• [Problem A] In the thread on handling of surrogates, which two escape strings does the proposed patch treat as valid and identical?

• [Excerpt to read]
-*-*-
RE: Handling of Surrogates

From: Peter Constable (
Date: Fri Apr 17 2009 - 09:34:49 CDT

  • Next message: James Cloos: "Re: Handling of Surrogates"

    For U+1D41A, wouldn’t it matter how #3 gets interpreted? If that gets mapped to into a UTF-32BE byte sequence [0x00,0x00,0xd8,0x35,0x00,0x00,0xdc,0x1a] it seems to me that would not be good.

    If #3 gets mapped into a UTF-32BE byte sequence of [0x00,0x01,0xd4,0x1a], or if it gets mapped into a UTF-16BE byte sequence of [0xd8,0x35,0xdc,0x1a], or the LE or UTF-8 equivalents, then that would be OK.


    From: [] On Behalf Of Mark Davis
    Sent: Thursday, April 16, 2009 2:56 PM
    To: Asmus Freytag
    Cc: Sam Mason;
    Subject: Re: Handling of Surrogates

    I disagree somewhat, if I understand what you wrote. When the \u and \U conventions are used:

    U+0061<> ( a ) LATIN SMALL LETTER A could be represented as any of:

     1. 'a'
     2. \u0061
     3. \U00000061
    The use of #3 is a waste of space, but should not beillegal (except where \U is not available). Eg.\U00000061

    U+1D41A<> ( &#119834; ) MATHEMATICAL BOLD SMALL A could be represented as any of:

     1. '&#119834;'
     2. \uD835\uDC1A
     3. \U0000D835\U0000DC1A
     4. \U0001D41A
    Similarly #3 is a waste of space, but should not be illegal. #2 and #3 are discouraged where \U is available or UTF-16 is not used, but #2 is necessary where \U is not available (eg Java). [Myself, I like \x{...} escaping better, since it is more uniform. Having a terminator allows variable length.]


    On Thu, Apr 16, 2009 at 13:04, Asmus Freytag <<>> wrote:
    On 4/16/2009 12:04 PM, Sam Mason wrote:
    Hi All,

    I've got myself in a discussion about the correct handling of surrogate
    pairs. The background is as follows; the Postgres database server[1]
    currently assumes that the SQL it's receiving is in some user specified
    encoding, and it's been proposed that it would be nicer to be able to
    enter Unicode characters directly in the form of escape codes in a
    similar form to Python, i.e. support would be added for:


    The currently proposed patch[2] specifically handles surrogate pairs
    in the input. For example '\uD800\uDF02' and '\U00010302' would be
    considered to be valid and identical strings containing exactly one
    character. I was wondering if this should indeed be considered valid or
    if an error should be returned instead.
-*-*-
• [Provided information]
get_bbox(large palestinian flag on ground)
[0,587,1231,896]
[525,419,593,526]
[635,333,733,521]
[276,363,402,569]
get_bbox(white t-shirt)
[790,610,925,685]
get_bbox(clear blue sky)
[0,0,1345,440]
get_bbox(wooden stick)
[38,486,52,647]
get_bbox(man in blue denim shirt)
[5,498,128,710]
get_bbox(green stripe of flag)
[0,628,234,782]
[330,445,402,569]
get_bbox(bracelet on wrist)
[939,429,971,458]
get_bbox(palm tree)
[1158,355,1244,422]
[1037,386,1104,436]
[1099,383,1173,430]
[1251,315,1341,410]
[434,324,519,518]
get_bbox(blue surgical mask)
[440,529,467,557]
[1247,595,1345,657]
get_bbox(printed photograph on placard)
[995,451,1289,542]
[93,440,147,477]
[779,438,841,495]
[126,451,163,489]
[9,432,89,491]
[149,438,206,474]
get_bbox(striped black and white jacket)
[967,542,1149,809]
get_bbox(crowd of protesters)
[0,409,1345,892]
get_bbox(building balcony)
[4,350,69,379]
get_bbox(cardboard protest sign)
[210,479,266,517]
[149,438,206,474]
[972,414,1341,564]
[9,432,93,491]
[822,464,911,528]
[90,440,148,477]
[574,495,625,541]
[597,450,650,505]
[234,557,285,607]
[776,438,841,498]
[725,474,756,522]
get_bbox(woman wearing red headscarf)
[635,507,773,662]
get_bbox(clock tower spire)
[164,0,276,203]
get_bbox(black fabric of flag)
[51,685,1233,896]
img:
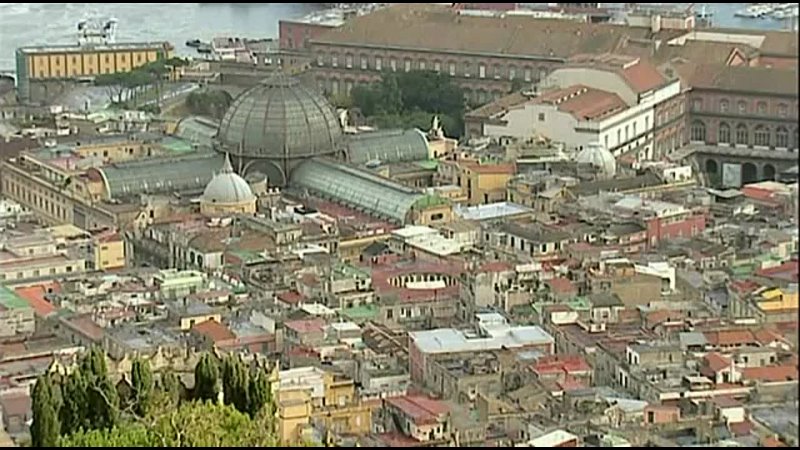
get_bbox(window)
[753,125,770,147]
[717,122,731,144]
[690,120,706,142]
[736,100,747,114]
[736,123,750,145]
[775,127,789,148]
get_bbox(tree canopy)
[59,402,278,447]
[186,89,233,119]
[31,348,288,447]
[350,71,464,137]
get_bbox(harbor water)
[0,3,785,71]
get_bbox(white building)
[472,55,681,160]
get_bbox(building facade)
[16,42,172,101]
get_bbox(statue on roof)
[428,115,444,139]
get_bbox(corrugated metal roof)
[99,153,223,198]
[291,159,425,224]
[347,129,428,164]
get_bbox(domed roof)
[200,154,256,204]
[575,144,617,178]
[217,73,342,160]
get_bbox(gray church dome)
[575,144,617,178]
[201,155,255,205]
[216,73,342,162]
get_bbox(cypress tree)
[194,353,219,403]
[247,370,274,417]
[131,358,153,417]
[59,368,89,435]
[31,374,61,447]
[222,354,250,413]
[160,372,181,405]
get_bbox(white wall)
[539,67,639,105]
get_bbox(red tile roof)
[278,291,304,305]
[753,328,786,345]
[761,436,788,447]
[703,330,756,345]
[756,261,800,283]
[742,365,798,381]
[386,395,450,425]
[703,352,731,375]
[728,420,753,437]
[15,281,61,317]
[192,319,236,344]
[536,85,628,120]
[547,277,578,294]
[479,261,514,272]
[283,317,327,334]
[622,61,666,94]
[531,355,592,376]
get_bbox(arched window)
[753,125,770,147]
[736,123,750,145]
[717,122,731,144]
[691,120,706,142]
[737,100,747,114]
[775,127,789,148]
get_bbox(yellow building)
[92,233,125,270]
[16,42,172,100]
[270,367,372,444]
[437,158,517,206]
[758,288,798,312]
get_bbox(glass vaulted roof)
[291,159,425,224]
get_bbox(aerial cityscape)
[0,3,800,447]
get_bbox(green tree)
[222,354,250,412]
[158,372,182,406]
[59,402,278,447]
[77,346,119,428]
[31,374,61,447]
[59,368,89,434]
[247,369,275,417]
[194,353,219,403]
[131,358,153,417]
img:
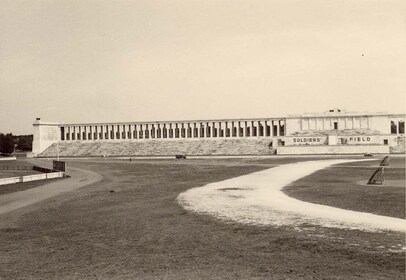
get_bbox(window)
[390,121,398,134]
[399,121,405,134]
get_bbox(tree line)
[0,133,33,154]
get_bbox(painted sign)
[53,160,65,172]
[285,136,327,146]
[338,135,382,145]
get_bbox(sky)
[0,0,406,134]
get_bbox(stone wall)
[277,145,389,155]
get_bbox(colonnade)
[60,119,285,141]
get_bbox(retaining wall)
[278,145,389,155]
[0,172,63,185]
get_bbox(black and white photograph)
[0,0,406,280]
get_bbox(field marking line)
[177,159,406,232]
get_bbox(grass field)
[0,158,405,279]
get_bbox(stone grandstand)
[38,139,275,157]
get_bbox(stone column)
[276,120,281,136]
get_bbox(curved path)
[177,160,406,232]
[0,167,103,215]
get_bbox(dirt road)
[0,167,102,215]
[178,159,406,232]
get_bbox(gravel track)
[177,159,406,232]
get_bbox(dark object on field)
[368,167,385,185]
[379,156,390,166]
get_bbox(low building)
[33,109,405,155]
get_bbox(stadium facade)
[33,109,405,156]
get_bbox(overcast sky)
[0,0,406,134]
-*-*-
• [Problem B] Scale part of the rows. Copy everything from the row containing "get_bbox(low building)" down to the last row, including the requests, and multiply each bounding-box coordinate in the answers by 1.2, rounding to whole numbers with halves going up.

• [Exercise response A] '\uD800\uDF02' and '\U00010302'

• [Exercise response B]
get_bbox(low building)
[40,131,486,186]
get_bbox(stadium facade)
[40,131,486,187]
get_bbox(overcast sky)
[0,0,487,161]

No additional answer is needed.